## Excerpt to read
==========

A new exhibit celebrating the ancient pharaoh King Tut is about to land in several cities with a very modern twist — taking a digital look at the boy king for the Instagram age.
Not a single golden treasure or artifact from the tomb is on view at “Beyond King Tut: The Immersive Experience.” Instead, high-resolution digital projections of Tutankhamun’s world are splashed along high walls and floors as visitors walk through nine galleries that chart his life, death and times.
“The culture of ancient Egypt and modern Egypt is one that we know has been endlessly fascinating to our audiences, not just in the United States but around the world. So the question became, how do we tell this story through a 2022 lens?” says Kathryn Keane, vice president of public experiences for the National Geographic Society, which is helping produce the show.
The exhibit coincides with the 100th anniversary of the tomb’s discovery, a watershed moment in archeology. “Beyond King Tut” opens Friday in New York City and is already open in Washington, D.C., with openings in Los Angeles and Vancouver planned for Nov. 4, and plans for Atlanta, Houston, San Diego and San Francisco.
The New York show is at the massive Pier 36 event space — once home to 25 basketball courts — and uses 25,000 square feet (2322.58 square meters) to show Tut’s burial chamber, explore his family tree, how he was prepared for mummification, the treasures he was buried with and even his impact on popular culture. An introductory film presented in an archeologist’s tent starts the process off, and all of it is very social media friendly.
There are a few replicas of the 5,400 items found in Tut’s tomb, including his modest throne and a sleek Egyptian sailing vessel, whose sail provides a screen for projections. A block of stone becomes his shrine, a place where projections show his various coffins and his magnificent golden burial mask. Visitors can also play a board game that ancient Egyptians enjoyed — one of five board games found in his tomb — called senet, a sort of precursor to backgammon.
“I always think it’s interesting, particularly for kids, to show them that people 3,000 years ago were maybe not all that different than they are,” says Keane. “It helps audiences connect with a time in history that is so long ago that it’s almost hard to imagine.”
The exhibit culminates in a massive room and a swirling, vivid, even trippy animated sequence that traces what ancient Egyptians believed was Tut’s fraught path to the afterlife. Following the formal immersive experience, guests who elect to pay extra can strap on VR headsets to watch the film “Tutankhamun: Enter the Tomb,” narrated by Hugh Bonneville of “Downton Abbey” fame.

==========

## Exercise inputs
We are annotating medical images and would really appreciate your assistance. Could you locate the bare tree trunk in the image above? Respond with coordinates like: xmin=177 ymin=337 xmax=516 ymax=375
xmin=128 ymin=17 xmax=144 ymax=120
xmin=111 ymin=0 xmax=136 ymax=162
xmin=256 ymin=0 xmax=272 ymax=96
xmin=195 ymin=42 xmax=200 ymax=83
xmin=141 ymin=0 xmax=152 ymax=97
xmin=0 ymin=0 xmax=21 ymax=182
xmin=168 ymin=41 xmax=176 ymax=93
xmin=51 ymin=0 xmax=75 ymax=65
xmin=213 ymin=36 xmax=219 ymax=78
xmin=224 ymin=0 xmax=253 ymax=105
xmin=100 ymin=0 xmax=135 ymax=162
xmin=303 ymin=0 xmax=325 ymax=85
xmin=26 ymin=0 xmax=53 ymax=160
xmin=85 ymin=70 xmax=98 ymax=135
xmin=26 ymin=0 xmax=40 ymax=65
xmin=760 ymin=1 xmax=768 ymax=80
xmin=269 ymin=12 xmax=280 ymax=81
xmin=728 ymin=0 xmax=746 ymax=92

==========

## Tasks
A: In the King Tut exhibit article, switch "Friday" to "Saturday" and give the part that opens with the words "The exhibit coincides" and closes with "and San Francisco.".
B: Copy all of the records verbatim, leaving out the King Tut exhibit article.
The records and the King Tut exhibit article come from unrelated sources.

## Outputs by task
A:
The exhibit coincides with the 100th anniversary of the tomb’s discovery, a watershed moment in archeology. “Beyond King Tut” opens Saturday in New York City and is already open in Washington, D.C., with openings in Los Angeles and Vancouver planned for Nov. 4, and plans for Atlanta, Houston, San Diego and San Francisco.

B:
We are annotating medical images and would really appreciate your assistance. Could you locate the bare tree trunk in the image above? Respond with coordinates like: xmin=177 ymin=337 xmax=516 ymax=375
xmin=128 ymin=17 xmax=144 ymax=120
xmin=111 ymin=0 xmax=136 ymax=162
xmin=256 ymin=0 xmax=272 ymax=96
xmin=195 ymin=42 xmax=200 ymax=83
xmin=141 ymin=0 xmax=152 ymax=97
xmin=0 ymin=0 xmax=21 ymax=182
xmin=168 ymin=41 xmax=176 ymax=93
xmin=51 ymin=0 xmax=75 ymax=65
xmin=213 ymin=36 xmax=219 ymax=78
xmin=224 ymin=0 xmax=253 ymax=105
xmin=100 ymin=0 xmax=135 ymax=162
xmin=303 ymin=0 xmax=325 ymax=85
xmin=26 ymin=0 xmax=53 ymax=160
xmin=85 ymin=70 xmax=98 ymax=135
xmin=26 ymin=0 xmax=40 ymax=65
xmin=760 ymin=1 xmax=768 ymax=80
xmin=269 ymin=12 xmax=280 ymax=81
xmin=728 ymin=0 xmax=746 ymax=92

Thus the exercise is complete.